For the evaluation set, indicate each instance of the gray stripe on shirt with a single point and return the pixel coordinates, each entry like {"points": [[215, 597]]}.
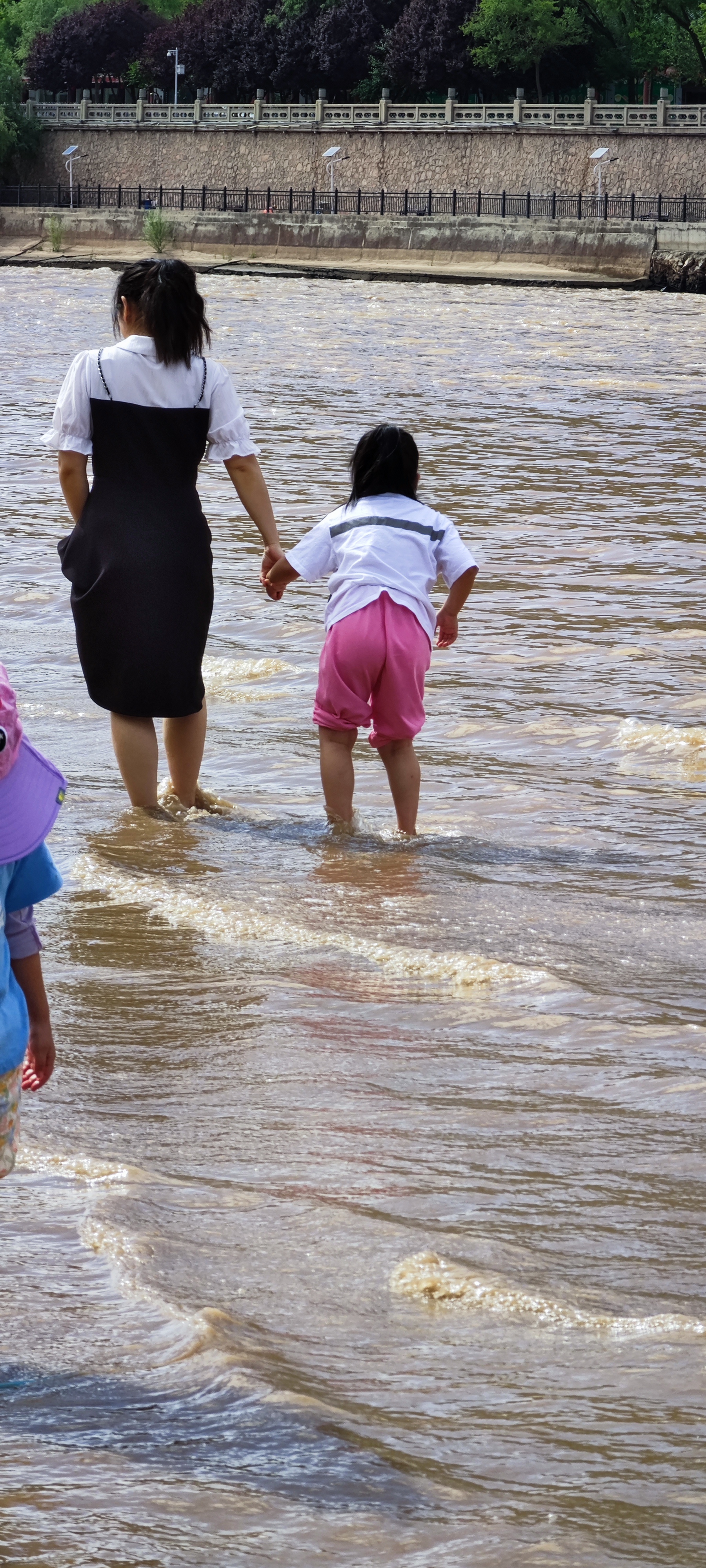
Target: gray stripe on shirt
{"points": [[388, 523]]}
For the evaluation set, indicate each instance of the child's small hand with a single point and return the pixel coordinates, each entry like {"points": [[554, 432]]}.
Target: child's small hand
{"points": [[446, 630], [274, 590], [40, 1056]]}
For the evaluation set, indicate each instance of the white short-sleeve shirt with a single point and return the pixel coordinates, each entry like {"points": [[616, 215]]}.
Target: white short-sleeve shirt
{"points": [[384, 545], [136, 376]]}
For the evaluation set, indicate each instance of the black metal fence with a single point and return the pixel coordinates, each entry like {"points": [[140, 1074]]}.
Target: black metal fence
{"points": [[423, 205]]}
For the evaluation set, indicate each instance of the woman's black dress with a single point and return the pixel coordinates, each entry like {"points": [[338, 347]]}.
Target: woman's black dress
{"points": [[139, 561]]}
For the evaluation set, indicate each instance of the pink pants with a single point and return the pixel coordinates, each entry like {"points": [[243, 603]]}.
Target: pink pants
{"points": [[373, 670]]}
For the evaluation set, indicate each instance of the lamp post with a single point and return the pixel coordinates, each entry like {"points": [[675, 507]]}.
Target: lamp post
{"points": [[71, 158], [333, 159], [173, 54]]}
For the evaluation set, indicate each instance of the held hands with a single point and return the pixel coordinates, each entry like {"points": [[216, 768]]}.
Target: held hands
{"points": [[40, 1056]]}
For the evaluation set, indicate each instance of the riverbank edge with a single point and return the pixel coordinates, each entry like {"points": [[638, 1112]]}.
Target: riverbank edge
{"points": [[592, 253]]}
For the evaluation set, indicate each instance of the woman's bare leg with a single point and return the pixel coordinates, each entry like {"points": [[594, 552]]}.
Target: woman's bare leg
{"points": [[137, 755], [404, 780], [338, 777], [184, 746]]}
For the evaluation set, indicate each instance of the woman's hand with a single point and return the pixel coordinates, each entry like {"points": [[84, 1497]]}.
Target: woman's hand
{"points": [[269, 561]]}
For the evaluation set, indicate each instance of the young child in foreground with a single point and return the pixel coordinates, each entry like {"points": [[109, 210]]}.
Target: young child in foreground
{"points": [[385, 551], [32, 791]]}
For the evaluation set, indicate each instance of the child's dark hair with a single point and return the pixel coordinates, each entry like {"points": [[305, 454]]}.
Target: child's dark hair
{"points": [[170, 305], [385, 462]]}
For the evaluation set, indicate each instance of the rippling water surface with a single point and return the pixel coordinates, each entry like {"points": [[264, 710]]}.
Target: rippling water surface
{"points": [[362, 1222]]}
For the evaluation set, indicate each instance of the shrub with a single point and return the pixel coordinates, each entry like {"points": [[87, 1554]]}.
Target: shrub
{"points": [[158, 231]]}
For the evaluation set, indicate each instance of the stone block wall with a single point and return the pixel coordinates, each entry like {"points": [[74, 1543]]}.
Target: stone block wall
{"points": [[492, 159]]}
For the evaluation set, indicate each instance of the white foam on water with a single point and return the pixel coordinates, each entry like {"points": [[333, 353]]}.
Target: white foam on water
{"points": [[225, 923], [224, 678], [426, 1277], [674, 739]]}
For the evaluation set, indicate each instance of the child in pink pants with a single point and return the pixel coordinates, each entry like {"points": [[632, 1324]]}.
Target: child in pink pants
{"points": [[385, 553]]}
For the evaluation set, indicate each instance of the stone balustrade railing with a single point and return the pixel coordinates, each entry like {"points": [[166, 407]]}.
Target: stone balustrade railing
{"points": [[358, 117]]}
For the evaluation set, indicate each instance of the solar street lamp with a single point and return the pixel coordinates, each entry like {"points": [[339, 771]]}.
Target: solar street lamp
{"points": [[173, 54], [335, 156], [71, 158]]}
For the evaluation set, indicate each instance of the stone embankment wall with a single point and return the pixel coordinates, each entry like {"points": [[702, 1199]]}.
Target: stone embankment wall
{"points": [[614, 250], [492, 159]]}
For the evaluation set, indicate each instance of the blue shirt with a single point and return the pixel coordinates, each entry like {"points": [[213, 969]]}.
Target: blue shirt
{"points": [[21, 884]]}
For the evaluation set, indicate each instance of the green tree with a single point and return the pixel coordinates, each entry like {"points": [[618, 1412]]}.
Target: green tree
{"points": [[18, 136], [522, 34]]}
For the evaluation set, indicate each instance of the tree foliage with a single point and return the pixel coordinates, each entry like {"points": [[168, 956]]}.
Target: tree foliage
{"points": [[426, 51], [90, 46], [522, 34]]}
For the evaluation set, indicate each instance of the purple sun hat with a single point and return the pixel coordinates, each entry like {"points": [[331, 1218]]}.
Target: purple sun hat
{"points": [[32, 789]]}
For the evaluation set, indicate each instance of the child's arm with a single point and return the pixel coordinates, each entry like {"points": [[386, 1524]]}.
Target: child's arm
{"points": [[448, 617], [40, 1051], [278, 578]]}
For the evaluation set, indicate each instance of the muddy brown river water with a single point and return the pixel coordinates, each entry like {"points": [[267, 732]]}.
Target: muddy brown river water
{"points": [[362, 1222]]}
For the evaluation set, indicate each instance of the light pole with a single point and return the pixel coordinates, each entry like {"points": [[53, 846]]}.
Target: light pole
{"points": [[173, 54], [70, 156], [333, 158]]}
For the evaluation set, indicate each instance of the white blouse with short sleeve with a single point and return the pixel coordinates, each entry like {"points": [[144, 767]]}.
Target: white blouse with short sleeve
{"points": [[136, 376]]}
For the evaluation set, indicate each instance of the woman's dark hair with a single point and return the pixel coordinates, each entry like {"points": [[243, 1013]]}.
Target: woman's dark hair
^^^^^^^^
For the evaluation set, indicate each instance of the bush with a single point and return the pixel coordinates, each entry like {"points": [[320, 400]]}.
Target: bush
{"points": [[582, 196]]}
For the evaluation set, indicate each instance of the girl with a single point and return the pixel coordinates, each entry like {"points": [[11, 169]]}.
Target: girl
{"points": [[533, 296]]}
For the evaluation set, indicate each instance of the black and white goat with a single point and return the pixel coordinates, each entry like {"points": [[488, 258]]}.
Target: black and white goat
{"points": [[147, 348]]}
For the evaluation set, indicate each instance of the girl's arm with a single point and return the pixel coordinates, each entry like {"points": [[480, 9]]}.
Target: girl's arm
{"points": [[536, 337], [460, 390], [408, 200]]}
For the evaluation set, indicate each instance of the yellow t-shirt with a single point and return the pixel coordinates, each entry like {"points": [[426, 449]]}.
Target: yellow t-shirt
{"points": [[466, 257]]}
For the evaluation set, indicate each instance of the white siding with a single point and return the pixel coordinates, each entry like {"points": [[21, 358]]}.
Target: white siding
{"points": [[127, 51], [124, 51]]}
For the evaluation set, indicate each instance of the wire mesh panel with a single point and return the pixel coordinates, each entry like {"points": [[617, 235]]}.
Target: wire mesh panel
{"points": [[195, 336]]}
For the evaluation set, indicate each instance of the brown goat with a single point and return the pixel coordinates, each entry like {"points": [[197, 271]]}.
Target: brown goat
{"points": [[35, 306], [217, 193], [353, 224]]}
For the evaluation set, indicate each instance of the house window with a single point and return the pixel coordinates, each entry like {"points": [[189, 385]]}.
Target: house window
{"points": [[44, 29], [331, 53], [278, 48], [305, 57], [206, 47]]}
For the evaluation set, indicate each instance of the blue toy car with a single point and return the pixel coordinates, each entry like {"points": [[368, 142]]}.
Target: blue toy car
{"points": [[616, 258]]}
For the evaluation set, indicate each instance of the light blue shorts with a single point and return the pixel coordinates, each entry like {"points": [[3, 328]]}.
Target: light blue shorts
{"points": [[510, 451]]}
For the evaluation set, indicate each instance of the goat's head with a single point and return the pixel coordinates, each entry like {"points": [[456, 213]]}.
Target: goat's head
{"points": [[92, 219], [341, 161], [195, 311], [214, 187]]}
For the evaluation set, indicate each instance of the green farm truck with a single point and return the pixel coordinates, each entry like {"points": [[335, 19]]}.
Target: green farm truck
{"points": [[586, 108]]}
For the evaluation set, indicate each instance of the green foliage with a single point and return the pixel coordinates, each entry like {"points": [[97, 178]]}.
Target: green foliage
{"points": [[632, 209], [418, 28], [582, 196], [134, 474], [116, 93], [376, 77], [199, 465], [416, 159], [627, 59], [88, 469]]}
^^^^^^^^
■ Task statement
Copy the stretch of material from the line containing "the woman's dark" through the line containing "Target: woman's dark hair", replacing "dark hair" with "black hair" and leaving everything else unchanged.

■ The reply
For the evaluation set, indicate each instance of the woman's black hair with a single point and return the pixel coordinates, each entry like {"points": [[243, 1013]]}.
Target: woman's black hair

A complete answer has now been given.